▼

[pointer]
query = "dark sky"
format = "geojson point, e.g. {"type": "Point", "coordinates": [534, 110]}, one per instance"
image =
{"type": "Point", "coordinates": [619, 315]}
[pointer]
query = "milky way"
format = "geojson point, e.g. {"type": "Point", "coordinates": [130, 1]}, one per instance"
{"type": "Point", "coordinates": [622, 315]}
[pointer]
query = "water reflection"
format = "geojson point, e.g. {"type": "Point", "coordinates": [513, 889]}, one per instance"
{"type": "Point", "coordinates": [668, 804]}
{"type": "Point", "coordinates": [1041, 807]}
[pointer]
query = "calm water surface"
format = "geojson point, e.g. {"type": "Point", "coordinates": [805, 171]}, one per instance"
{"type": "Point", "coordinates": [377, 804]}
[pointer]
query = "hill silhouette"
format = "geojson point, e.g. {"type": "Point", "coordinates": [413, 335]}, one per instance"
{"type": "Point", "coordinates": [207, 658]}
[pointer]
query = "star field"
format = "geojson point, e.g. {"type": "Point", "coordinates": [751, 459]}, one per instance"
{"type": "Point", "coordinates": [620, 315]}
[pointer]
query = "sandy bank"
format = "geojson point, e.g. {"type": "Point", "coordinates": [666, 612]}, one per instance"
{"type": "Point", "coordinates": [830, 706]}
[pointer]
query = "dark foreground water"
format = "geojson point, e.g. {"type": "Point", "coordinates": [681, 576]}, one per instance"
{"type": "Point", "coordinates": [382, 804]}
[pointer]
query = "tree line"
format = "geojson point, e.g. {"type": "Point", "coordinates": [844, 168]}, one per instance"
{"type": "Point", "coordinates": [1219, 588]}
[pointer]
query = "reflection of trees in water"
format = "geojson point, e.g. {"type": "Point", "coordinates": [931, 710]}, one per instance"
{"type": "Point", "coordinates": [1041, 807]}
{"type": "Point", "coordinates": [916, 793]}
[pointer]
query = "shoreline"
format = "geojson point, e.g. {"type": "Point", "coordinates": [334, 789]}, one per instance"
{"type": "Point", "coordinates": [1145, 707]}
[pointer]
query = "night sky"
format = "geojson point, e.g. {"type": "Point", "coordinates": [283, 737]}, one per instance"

▲

Elenca tutte le righe riportate sopra in cui compare la parola "geojson".

• **RISPOSTA SCRITTA**:
format = "geojson point, e.g. {"type": "Point", "coordinates": [534, 110]}, one per instance"
format = "geojson point, e.g. {"type": "Point", "coordinates": [130, 1]}, one per instance"
format = "geojson point, e.g. {"type": "Point", "coordinates": [513, 889]}, one per instance"
format = "geojson point, e.g. {"type": "Point", "coordinates": [805, 171]}, one per instance"
format = "geojson point, e.g. {"type": "Point", "coordinates": [413, 335]}, one per instance"
format = "geojson point, e.g. {"type": "Point", "coordinates": [751, 459]}, one per instance"
format = "geojson point, e.g. {"type": "Point", "coordinates": [666, 612]}, one per instance"
format = "geojson point, e.g. {"type": "Point", "coordinates": [681, 576]}, one per instance"
format = "geojson point, e.g. {"type": "Point", "coordinates": [844, 168]}, one per instance"
format = "geojson point, e.g. {"type": "Point", "coordinates": [931, 710]}, one per instance"
format = "geojson point, e.g. {"type": "Point", "coordinates": [334, 789]}, one per instance"
format = "geojson point, e.g. {"type": "Point", "coordinates": [283, 737]}, one per instance"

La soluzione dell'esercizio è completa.